## DATASET RECORDS:
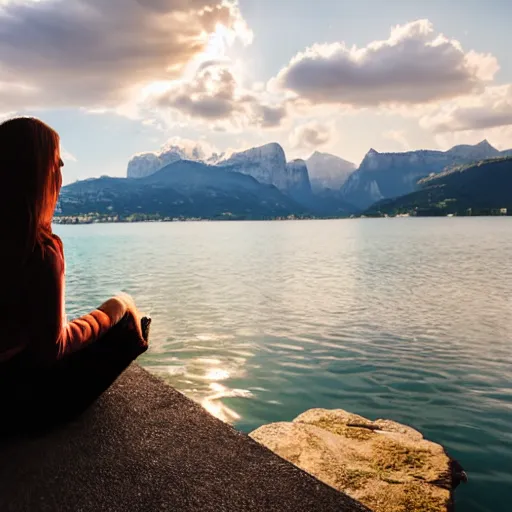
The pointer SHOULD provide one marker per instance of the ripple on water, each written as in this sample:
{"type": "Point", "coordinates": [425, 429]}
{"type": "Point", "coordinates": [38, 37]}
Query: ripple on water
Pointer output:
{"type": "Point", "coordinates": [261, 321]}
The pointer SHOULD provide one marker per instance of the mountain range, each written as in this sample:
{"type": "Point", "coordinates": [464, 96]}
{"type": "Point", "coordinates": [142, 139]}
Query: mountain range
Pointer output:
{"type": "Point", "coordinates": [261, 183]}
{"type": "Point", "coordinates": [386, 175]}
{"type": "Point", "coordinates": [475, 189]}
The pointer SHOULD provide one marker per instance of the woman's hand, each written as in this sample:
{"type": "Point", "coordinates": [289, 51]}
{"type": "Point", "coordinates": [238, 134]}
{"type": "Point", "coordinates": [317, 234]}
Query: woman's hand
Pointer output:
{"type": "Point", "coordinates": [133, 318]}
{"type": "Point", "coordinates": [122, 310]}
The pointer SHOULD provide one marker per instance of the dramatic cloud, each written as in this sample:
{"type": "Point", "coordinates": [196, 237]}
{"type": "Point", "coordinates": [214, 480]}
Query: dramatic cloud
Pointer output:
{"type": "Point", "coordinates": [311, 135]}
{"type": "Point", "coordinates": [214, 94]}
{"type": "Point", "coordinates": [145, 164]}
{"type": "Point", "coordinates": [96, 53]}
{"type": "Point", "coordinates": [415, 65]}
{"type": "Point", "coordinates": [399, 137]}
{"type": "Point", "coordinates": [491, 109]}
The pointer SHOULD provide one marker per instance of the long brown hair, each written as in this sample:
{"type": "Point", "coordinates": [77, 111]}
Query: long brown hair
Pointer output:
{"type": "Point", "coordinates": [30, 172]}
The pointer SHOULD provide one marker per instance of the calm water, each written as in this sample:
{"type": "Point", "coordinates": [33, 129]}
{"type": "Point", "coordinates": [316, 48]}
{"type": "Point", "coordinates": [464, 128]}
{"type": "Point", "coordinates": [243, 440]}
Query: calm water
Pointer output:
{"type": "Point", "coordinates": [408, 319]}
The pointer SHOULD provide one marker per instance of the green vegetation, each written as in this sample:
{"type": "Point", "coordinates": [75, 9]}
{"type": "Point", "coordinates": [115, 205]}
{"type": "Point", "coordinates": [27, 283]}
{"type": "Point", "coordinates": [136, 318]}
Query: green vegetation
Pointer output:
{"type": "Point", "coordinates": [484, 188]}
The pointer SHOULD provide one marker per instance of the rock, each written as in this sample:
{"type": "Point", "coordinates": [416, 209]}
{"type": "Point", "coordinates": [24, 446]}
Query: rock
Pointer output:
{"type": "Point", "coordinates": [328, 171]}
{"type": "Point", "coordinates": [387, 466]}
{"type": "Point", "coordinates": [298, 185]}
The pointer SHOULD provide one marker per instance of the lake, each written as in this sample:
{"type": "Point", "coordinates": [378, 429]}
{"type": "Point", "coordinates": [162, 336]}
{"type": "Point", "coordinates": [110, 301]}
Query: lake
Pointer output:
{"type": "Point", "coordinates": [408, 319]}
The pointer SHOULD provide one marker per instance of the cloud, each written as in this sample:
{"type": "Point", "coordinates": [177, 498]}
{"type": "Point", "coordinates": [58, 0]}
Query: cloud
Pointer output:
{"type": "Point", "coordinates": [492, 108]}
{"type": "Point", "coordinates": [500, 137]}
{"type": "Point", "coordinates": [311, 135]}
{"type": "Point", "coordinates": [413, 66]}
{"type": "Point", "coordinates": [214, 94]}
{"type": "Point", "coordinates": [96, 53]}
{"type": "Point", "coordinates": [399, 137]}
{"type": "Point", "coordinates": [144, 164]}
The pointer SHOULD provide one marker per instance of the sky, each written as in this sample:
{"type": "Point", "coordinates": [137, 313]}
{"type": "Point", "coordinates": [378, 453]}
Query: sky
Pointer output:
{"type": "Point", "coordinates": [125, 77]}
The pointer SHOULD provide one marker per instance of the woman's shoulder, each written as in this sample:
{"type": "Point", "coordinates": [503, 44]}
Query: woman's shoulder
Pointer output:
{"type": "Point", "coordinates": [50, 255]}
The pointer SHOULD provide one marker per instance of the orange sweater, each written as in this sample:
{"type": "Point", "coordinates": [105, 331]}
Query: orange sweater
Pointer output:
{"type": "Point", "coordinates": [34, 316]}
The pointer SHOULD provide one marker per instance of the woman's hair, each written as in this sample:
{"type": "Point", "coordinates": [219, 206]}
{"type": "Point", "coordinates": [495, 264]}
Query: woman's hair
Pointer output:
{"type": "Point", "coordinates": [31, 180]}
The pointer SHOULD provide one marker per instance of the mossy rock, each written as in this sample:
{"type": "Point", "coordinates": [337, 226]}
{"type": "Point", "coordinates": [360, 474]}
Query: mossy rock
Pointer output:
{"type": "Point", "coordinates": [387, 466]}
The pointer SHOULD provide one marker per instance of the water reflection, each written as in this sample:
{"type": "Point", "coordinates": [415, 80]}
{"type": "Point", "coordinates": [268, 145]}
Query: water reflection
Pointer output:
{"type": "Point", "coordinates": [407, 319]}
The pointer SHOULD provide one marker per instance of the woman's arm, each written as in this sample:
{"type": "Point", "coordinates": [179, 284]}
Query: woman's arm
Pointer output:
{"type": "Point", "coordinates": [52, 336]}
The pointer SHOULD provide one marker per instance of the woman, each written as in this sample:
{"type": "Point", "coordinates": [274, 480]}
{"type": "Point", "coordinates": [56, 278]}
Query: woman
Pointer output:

...

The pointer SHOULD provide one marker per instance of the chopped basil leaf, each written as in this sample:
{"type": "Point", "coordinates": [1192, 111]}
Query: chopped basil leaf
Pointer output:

## TASK GOAL:
From the data above, show each line that contains "green".

## COMPLETED TASK:
The pointer SHOULD provide one marker per instance of the green vegetation, each written as in this sample:
Query: green vegetation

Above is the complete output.